• **Task**
Make a verbatim copy of the entries below; pictures stay out.
──────── Records provided
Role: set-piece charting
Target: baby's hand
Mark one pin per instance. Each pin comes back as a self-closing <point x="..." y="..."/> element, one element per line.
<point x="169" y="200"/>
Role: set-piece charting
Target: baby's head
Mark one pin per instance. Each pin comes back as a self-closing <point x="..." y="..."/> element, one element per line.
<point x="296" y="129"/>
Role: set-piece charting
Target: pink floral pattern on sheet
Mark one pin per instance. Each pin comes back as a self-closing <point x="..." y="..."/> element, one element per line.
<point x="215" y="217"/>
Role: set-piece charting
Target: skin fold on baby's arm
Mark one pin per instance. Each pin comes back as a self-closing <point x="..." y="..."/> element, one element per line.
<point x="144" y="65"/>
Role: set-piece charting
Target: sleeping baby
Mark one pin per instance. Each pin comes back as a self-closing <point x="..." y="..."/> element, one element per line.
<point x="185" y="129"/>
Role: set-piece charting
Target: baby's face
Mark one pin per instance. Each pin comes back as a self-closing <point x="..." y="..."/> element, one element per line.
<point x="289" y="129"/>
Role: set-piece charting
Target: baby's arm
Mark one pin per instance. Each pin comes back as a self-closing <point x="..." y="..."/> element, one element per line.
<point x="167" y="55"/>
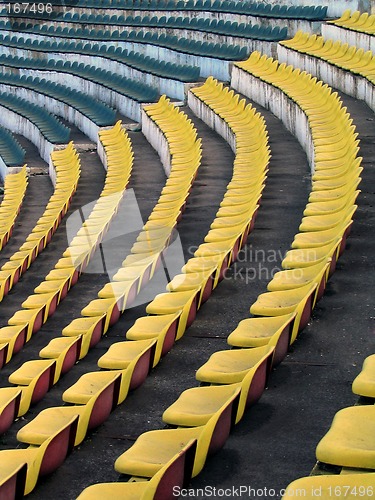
────────────────
• **Solution for this exercise**
Role: set-piece charting
Target: baby's hand
Mark one pin per instance. Each pin comes back as a self-closing <point x="..." y="..."/> element, one element per line.
<point x="169" y="200"/>
Role: set-piece charting
Target: baby's head
Mark one pin per instance. Each pin comes back as a self-closing <point x="..." y="..."/> element, one element per line.
<point x="296" y="129"/>
Role: set-piece charting
Target: pink floral pattern on sheet
Mark one pin per instance. Each pin comes back as a self-closing <point x="..." y="..."/> element, one element per line.
<point x="215" y="217"/>
Role: set-piece charting
Target: skin fold on baby's arm
Mark one pin per instance. Each pin comes back as a self-closing <point x="..." y="..."/> element, one element per line.
<point x="144" y="65"/>
Role: set-piece charting
Target: sleeping baby
Mark one pin per instance. Each pin comes back as a self-closing <point x="..." y="..."/> element, one element per line.
<point x="185" y="129"/>
Role: set-piece charting
Target: baby's face
Mark one pin per instance. Each pin comes back as a self-closing <point x="..." y="..."/> element, one element per line.
<point x="289" y="129"/>
Role: set-piece charting
Target: baby's arm
Mark one pin per instance. Each pin comes back as a self-closing <point x="..." y="..."/> element, one element per line.
<point x="167" y="55"/>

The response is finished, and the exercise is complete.